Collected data
──────

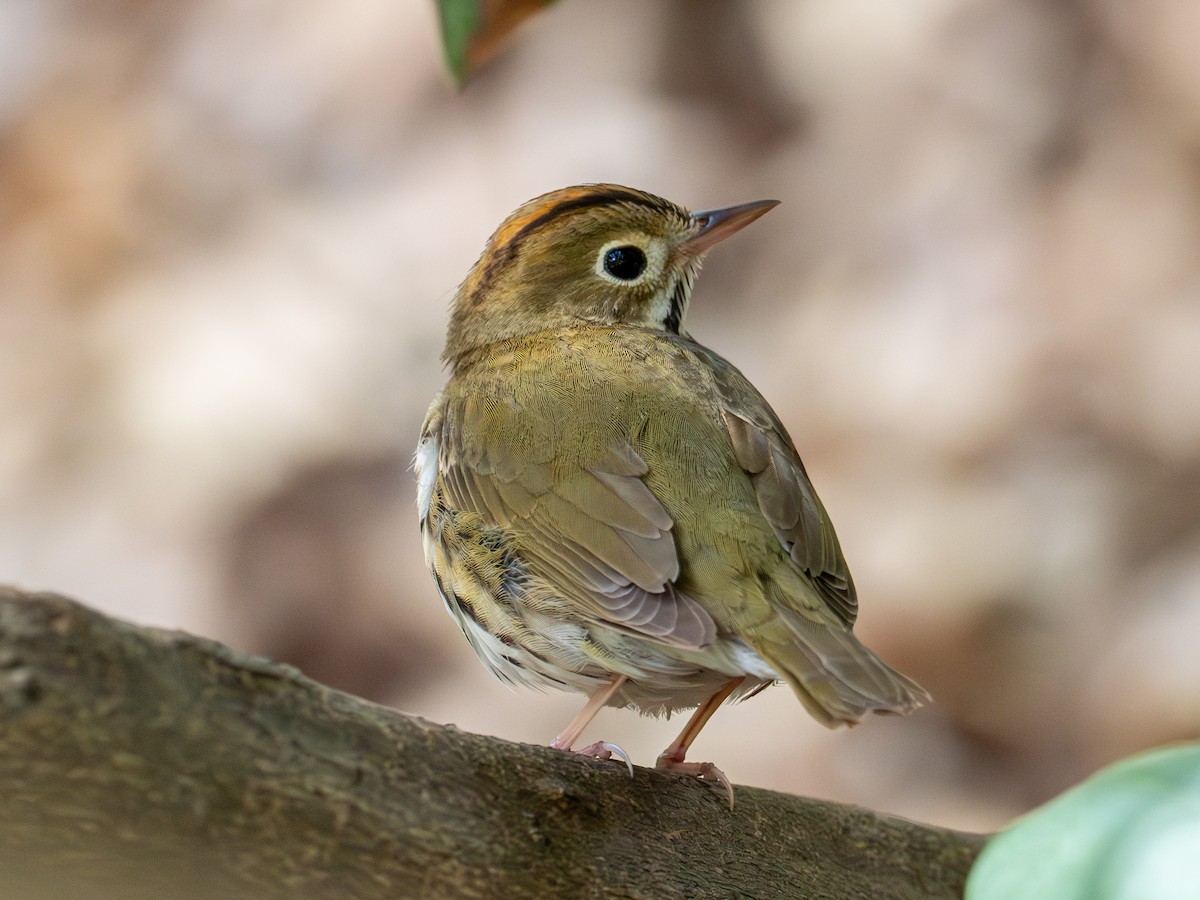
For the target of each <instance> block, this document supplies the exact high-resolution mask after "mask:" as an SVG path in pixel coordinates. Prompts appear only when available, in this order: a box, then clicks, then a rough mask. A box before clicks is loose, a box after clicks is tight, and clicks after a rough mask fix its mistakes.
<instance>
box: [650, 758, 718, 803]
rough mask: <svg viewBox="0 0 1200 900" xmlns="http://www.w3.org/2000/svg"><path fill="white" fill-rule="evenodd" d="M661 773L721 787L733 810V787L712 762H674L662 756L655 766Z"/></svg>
mask: <svg viewBox="0 0 1200 900" xmlns="http://www.w3.org/2000/svg"><path fill="white" fill-rule="evenodd" d="M654 768H656V769H658V770H659V772H673V773H676V774H679V775H691V776H692V778H696V779H700V780H701V781H703V782H704V784H707V785H713V786H714V787H720V788H722V790H724V791H725V796H726V798H728V800H730V809H731V810H732V809H733V785H732V782H731V781H730V780H728V778H726V776H725V773H724V772H721V770H720V769H719V768H716V766H714V764H713V763H710V762H684V761H683V760H673V758H671V757H670V756H668V755H667V754H662V756H660V757H659V761H658V762H656V763H655V764H654Z"/></svg>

──────

» **What you should do**
Filter the records above and copy every line that contains the word "instance".

» **Response area**
For the target of each <instance> block, this document supplies the exact high-resolution mask after "mask:" as an SVG path in pixel coordinates. Prompts appear only when available, in this order: a box, then clicks, then a rough mask. A box before clicks is loose, a box after clicks is tight, and clicks after a rough mask fix its mistakes.
<instance>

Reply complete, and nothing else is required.